EXERCISE INSTRUCTIONS:
a: Rewrite the portion of the Bone Temple review starting with "We find young" and going on through "cross paths with.", substituting "ginger wigs" for "blonde wigs".
b: Write the next part of the Bone Temple film review, picking up after its final sentence.
#### SELECTED EXCERPT ####
I've been unimpressed by the 28 Days/Weeks/Years Later series. 2002's 28 Days Later (no written review, but 4/10, Skip it score) is overrated and 2007's 28 Weeks Later (6/10, Catch on cable/streaming), while being comparatively better is unmemorable. Last year's 28 Years Later was a too little, too late franchise relaunch (5/10, Skip it) which ended on scene clearly setting up a sequel that I didn't know had already been made, 28 Years Later: The Bone Temple which picks up immediately after the end of its predecessor.
We find young Spike (Alfie Williams) having to fight to the death to be allowed to join the weird gang that had saved him, the Jimmys - who are styled after the notorious child molester/BBC presenter Jimmy Saville. (John Lydon got banned off the Beeb for alluding to Saville's activities which they clearly covered up.) Wearing track suits and blonde wigs, they're led by Sir Lord Jimmy Crystal (Jack O'Connell), who calls them Fingers of a hand dedicated to serving "Old Nick" aka Satan. Spike manages to survive his initiation, while the Jimmy who challenged to fight Spike doesn't. Womp womp. They proceed to go off sadistically torturing and killing survivors they cross paths with.
Meanwhile, Dr. Ian Kelson (Ralph Fiennes), proprietor of the massive ossuary fortress of bones - a "bone temple" so to speak - is hanging out with his Alpha zombie friend, Samson (Chi Lewis-Parry, who's a 6'9" former MMA fighter sporting a prosthetic shvantz), whom he can tranquilize instantly with darts and theorizes that perhaps the infected can be treated or cured.
Of course, eventually the Jimmys find Kelson's place and the top Jimmy pays him a visit to see if he's Old Nick (since he's observed with the Alpha "demon") and to make a deal where he can reconsolidate control over his Teletubbie followers after some setbacks.
Director Nia DaCosta, last seen flying the biggest Marvel flop, The Marvels, into the ground bounces back somewhat with a fairly stylish take on the material which eschews the hyperactive visuals of Danny Boyle (who directed the first and third films of the series), but she's held back by a threadbare script by series scribe Alex Garland. There simply isn't enough story here to justify a full movie.
#### EXCERPTED RECORDS ####
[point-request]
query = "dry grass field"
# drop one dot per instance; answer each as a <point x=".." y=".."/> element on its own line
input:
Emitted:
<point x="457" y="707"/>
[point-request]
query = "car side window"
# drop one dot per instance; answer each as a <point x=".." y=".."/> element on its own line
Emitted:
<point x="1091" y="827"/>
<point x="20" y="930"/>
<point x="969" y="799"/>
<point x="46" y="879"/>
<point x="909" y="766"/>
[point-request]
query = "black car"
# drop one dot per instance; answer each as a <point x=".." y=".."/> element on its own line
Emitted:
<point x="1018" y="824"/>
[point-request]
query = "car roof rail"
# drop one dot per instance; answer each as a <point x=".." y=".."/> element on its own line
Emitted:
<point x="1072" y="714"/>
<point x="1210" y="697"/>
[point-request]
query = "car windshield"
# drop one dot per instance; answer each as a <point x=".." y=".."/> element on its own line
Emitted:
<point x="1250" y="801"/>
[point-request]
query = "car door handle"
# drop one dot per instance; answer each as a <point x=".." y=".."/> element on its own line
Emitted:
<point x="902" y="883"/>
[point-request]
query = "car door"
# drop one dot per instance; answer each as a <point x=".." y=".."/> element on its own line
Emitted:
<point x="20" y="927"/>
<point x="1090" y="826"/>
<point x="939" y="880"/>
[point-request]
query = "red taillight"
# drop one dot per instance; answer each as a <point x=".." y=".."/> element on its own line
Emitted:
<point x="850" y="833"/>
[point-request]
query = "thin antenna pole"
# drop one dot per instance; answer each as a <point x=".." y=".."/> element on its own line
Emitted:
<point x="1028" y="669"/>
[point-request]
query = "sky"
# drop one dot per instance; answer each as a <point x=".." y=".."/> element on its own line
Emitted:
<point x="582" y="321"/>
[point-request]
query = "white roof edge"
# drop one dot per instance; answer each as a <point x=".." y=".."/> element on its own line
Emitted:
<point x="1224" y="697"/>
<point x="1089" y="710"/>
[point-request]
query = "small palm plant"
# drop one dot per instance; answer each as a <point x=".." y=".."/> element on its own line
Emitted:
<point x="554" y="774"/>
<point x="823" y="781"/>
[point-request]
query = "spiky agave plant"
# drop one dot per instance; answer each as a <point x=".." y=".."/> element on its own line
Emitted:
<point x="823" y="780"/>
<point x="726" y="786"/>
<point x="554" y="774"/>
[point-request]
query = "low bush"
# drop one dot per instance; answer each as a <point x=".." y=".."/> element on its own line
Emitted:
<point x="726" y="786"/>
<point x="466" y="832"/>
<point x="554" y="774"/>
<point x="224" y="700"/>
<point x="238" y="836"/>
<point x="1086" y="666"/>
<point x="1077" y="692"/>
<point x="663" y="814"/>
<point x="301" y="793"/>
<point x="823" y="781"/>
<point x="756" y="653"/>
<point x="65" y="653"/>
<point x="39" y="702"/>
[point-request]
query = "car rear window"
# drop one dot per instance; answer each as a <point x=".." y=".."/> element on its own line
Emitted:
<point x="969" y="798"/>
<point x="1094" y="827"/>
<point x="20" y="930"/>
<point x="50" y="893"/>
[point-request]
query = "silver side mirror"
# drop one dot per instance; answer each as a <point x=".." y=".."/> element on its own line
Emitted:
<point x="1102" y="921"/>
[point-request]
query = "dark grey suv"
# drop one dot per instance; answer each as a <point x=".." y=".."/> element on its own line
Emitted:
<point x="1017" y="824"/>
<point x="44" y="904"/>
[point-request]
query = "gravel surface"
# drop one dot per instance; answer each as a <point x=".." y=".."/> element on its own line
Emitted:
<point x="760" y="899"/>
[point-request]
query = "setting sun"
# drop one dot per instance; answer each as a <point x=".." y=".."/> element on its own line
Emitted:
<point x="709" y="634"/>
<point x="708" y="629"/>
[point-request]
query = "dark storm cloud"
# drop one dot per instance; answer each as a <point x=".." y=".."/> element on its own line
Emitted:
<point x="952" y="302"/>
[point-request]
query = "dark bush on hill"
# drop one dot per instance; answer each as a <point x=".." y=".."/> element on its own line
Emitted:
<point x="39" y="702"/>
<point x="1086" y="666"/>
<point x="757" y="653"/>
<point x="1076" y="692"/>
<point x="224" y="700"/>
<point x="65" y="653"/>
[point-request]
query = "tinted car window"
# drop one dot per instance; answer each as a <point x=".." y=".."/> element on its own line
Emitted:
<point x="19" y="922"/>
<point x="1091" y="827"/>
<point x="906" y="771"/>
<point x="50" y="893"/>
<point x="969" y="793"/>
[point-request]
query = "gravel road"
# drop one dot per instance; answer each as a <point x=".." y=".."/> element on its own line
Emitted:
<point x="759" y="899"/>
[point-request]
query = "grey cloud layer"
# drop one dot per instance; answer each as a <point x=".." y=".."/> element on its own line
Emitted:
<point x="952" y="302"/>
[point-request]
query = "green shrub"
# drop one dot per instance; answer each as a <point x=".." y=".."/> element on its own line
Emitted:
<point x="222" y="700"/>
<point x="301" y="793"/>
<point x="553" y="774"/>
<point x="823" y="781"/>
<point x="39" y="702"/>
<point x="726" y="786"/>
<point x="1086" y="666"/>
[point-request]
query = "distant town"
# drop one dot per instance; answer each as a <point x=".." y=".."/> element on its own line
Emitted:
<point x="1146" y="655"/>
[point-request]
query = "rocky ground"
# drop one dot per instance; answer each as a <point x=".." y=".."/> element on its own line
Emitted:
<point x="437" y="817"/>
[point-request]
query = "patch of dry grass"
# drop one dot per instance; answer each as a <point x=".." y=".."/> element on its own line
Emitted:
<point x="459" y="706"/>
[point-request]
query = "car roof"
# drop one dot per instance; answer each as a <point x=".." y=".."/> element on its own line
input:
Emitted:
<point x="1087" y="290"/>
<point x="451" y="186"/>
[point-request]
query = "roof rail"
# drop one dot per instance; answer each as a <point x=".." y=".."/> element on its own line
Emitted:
####
SET OF ANSWERS:
a:
We find young Spike (Alfie Williams) having to fight to the death to be allowed to join the weird gang that had saved him, the Jimmys - who are styled after the notorious child molester/BBC presenter Jimmy Saville. (John Lydon got banned off the Beeb for alluding to Saville's activities which they clearly covered up.) Wearing track suits and ginger wigs, they're led by Sir Lord Jimmy Crystal (Jack O'Connell), who calls them Fingers of a hand dedicated to serving "Old Nick" aka Satan. Spike manages to survive his initiation, while the Jimmy who challenged to fight Spike doesn't. Womp womp. They proceed to go off sadistically torturing and killing survivors they cross paths with.

b:
It feels like 30-40 minutes worth of plot lopped of the end of 28 Years Later and that was padded out to 115 minutes and this was really drawn out to make 109 more minutes. A tightly-edited 150-180 minute version would've been so much better because The Bone Temple doesn't stand on its own; if you didn't see the first half you will have zero idea what the actual heck is going on, not that for all it's run time they really do much with it character-wise.
There are a couple of moments which stand out like Kelson's fandom of Duran Duran and big closing Iron Maiden number and the tantalizing glimpse of how the infection could be eradicated before it is lost to events and fans of the original will like the coda which clearly hopes to set up a fifth installment, but overall the series continues to be mediocre, weighed down by Garland's scripts. The guy isn't a hack, per se, but has a maddening inability to get his stories over the finish line intact.
The 4K Dolby Vision presentation starts off promisingly with very bold colors and lighting, but then settles down into more naturalistic tableaus which don't stress the format very much, but the rich colors are solid throughout.
Score: 4/10. Skip it unless you need to see how 28 Years Later wraps up.